## WHAT YOU HAVE TO DO
What does the data read, word for word, from the line containing "Pretty please, detect the white locomotive" through its final line? Give those lines only.

## Records from a data collection
☆ ☆ ☆
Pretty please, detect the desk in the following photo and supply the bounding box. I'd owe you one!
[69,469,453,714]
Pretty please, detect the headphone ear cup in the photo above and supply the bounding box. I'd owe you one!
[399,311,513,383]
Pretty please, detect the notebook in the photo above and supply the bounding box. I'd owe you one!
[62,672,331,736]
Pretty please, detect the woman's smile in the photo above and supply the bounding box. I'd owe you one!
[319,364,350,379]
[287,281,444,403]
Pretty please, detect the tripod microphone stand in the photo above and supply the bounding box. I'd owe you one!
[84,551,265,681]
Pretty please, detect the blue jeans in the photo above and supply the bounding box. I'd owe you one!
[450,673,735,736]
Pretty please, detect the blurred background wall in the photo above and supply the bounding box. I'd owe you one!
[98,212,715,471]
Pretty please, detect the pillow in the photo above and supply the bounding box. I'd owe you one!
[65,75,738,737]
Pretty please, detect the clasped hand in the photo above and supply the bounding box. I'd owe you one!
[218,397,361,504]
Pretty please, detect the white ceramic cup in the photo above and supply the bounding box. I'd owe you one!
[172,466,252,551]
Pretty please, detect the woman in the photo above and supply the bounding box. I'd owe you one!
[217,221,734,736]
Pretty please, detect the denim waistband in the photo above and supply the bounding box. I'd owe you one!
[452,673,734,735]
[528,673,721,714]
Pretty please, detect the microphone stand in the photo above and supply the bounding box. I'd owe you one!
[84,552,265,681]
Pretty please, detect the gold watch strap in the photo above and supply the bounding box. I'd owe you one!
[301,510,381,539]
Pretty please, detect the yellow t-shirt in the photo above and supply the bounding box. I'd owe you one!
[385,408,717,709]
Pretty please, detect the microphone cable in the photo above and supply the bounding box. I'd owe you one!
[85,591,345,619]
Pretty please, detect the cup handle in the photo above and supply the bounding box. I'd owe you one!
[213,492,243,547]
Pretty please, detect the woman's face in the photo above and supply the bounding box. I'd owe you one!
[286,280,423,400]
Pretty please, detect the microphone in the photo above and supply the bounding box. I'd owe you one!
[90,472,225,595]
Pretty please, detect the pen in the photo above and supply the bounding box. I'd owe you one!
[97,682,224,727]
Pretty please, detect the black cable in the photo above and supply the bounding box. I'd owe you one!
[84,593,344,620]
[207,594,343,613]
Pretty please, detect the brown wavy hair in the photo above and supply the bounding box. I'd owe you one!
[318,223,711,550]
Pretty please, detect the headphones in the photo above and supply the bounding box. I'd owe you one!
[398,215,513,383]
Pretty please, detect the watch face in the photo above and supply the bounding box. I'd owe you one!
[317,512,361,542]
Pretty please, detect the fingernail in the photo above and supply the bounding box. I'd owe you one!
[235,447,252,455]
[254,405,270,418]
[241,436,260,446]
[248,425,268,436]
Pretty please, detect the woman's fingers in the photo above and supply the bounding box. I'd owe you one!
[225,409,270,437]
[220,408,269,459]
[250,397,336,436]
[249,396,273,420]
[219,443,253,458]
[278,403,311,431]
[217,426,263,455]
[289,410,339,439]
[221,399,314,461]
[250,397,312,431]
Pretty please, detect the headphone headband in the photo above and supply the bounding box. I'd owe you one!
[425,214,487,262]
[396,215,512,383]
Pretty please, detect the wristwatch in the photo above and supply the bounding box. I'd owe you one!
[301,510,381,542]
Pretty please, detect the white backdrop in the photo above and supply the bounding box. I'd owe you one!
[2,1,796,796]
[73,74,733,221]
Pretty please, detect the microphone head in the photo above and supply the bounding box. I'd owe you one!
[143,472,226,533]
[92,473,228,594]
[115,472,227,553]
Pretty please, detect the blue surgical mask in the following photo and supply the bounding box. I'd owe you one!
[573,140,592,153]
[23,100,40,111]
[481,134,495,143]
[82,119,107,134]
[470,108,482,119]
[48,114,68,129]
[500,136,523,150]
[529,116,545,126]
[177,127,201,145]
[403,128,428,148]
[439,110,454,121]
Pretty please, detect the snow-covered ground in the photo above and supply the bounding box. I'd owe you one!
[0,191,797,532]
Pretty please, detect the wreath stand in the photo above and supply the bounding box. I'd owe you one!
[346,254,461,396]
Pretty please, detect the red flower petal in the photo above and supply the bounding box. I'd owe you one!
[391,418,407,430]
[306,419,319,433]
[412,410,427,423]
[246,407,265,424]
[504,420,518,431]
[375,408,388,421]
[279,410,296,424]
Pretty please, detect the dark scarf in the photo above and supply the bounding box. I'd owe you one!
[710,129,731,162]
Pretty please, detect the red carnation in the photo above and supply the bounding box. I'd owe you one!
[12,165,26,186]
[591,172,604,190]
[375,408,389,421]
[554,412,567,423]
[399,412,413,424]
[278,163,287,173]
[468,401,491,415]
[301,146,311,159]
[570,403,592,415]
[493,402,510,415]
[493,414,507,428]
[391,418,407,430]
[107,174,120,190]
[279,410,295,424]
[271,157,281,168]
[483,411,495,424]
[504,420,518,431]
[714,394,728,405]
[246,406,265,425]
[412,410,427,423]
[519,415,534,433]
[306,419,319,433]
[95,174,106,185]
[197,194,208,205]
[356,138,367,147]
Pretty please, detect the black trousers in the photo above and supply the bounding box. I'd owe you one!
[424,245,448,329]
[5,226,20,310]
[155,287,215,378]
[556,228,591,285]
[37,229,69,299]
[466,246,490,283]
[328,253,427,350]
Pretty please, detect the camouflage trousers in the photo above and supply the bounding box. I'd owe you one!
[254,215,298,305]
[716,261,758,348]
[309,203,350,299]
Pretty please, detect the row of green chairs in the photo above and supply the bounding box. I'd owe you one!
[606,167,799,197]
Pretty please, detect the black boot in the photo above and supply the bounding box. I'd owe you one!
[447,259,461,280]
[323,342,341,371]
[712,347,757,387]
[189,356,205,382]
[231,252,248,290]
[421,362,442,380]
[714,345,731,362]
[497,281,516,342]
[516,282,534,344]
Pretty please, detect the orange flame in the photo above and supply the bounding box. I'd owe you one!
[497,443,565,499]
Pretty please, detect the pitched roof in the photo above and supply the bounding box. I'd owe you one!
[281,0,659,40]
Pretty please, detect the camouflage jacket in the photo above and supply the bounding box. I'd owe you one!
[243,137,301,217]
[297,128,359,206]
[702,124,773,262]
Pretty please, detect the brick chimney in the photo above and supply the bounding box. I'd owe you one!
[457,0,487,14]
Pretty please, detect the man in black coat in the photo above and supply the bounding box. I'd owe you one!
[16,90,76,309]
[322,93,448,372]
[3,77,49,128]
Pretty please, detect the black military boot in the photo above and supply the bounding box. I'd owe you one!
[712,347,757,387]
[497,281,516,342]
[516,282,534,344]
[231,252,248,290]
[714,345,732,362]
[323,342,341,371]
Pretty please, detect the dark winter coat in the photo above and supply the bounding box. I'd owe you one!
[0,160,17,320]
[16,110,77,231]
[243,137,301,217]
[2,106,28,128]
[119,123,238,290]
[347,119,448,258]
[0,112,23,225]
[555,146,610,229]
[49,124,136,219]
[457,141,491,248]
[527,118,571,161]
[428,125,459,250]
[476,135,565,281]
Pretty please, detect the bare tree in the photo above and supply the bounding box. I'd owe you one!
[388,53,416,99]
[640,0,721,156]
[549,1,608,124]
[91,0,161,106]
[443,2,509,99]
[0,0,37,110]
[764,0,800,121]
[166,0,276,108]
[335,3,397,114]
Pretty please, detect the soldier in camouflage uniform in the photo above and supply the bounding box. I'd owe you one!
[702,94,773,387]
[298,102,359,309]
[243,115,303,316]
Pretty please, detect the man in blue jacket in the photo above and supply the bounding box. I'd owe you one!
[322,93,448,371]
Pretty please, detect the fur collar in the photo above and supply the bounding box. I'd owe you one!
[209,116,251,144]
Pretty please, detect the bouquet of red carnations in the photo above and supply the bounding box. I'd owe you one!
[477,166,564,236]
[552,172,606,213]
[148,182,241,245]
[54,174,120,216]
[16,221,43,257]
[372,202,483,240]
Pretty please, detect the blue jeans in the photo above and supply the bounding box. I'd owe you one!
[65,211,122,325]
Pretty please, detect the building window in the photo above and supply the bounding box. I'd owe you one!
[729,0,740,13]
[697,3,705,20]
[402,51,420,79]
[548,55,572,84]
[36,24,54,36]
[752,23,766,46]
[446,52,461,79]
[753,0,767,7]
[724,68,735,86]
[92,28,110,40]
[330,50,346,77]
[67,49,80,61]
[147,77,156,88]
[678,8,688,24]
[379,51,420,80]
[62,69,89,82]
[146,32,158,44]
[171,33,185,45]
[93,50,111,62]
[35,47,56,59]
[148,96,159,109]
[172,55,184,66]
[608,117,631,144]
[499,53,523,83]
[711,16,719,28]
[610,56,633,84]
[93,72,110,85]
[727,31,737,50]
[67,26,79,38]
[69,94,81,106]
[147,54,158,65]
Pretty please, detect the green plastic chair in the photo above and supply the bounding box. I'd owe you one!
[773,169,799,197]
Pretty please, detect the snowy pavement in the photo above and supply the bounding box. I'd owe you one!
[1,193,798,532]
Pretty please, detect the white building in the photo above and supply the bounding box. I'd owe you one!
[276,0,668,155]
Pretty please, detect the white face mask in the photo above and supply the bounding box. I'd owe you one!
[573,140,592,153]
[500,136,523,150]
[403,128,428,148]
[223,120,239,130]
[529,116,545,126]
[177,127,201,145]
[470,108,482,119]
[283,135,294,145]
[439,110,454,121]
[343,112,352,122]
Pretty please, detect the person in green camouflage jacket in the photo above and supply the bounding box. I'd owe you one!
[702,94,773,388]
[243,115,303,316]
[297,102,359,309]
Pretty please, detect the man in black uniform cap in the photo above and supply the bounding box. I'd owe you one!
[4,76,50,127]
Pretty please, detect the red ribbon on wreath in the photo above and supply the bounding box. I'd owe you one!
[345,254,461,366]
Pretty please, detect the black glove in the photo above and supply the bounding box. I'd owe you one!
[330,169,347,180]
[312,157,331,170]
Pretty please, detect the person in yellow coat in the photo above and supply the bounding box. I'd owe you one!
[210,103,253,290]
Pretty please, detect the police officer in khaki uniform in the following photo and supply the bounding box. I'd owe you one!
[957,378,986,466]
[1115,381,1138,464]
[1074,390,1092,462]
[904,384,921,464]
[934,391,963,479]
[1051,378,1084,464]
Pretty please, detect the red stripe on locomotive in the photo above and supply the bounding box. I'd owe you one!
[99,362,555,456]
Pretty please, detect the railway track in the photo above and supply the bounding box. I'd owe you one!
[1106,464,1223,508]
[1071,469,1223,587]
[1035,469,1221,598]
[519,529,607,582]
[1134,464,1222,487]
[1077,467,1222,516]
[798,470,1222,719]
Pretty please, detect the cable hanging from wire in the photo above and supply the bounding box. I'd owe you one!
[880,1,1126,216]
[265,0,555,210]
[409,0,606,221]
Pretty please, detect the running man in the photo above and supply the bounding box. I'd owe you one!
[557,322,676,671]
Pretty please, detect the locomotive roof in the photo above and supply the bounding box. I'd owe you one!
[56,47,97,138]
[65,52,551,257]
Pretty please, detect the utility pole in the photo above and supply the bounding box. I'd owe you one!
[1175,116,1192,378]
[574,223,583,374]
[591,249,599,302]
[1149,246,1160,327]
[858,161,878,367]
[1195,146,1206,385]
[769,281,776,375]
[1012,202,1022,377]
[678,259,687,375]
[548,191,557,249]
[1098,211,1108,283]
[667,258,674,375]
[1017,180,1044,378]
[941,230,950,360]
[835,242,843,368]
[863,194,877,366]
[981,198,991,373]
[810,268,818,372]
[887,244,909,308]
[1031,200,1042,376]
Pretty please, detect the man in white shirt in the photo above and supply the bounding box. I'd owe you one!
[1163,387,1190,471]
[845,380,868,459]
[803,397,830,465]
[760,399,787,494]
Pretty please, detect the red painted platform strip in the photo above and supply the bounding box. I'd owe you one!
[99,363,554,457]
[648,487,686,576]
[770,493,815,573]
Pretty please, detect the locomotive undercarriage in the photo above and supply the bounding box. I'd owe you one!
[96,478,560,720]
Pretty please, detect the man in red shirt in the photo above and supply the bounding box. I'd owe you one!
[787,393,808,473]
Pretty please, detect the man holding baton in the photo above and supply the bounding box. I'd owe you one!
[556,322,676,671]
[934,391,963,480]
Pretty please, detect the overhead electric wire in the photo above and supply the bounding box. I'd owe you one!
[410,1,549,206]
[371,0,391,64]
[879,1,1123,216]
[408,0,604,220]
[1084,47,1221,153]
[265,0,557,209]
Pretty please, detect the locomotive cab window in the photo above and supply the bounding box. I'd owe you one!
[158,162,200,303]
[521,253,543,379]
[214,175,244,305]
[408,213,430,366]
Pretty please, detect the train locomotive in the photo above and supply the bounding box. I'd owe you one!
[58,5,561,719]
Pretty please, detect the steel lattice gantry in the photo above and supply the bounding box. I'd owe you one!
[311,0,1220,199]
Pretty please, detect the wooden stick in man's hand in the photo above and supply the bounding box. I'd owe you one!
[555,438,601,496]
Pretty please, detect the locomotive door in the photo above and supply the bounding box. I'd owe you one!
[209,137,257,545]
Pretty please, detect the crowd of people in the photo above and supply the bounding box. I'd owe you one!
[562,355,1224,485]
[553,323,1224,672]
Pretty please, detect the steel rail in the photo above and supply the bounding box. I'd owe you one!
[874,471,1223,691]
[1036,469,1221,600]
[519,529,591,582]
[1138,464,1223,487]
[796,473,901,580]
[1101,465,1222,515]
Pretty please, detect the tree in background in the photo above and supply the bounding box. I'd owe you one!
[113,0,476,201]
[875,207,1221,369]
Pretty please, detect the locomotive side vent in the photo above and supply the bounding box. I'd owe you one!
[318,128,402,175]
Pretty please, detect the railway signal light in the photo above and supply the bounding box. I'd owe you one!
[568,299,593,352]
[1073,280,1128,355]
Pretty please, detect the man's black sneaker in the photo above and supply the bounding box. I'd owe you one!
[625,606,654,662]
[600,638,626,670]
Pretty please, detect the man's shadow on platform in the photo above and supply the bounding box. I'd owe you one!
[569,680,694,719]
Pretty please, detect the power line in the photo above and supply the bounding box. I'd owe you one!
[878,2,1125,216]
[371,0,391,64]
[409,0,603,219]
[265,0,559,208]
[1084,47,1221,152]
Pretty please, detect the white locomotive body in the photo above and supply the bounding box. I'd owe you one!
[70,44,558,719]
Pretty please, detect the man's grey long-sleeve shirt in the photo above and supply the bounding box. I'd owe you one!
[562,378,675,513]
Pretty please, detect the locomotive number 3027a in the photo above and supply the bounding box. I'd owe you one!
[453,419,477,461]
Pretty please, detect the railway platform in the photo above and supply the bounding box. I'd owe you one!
☆ ☆ ☆
## EXERCISE SOLUTION
Pretty please, detect the white locomotive body in the photo above and supply the bounding box. I'd owe you one!
[70,44,558,719]
Pretty please, detect the man's grey long-sleeve shirt in the photo above and supply the bounding box. I'd owe you one!
[562,378,675,513]
Pretty please, detect the locomotive number 3027a in the photo above and supply the bounding box. I'd owe you one!
[453,419,477,461]
Pretty please, detect the railway platform in the photo above and supply the bounding box. I'd owe you one!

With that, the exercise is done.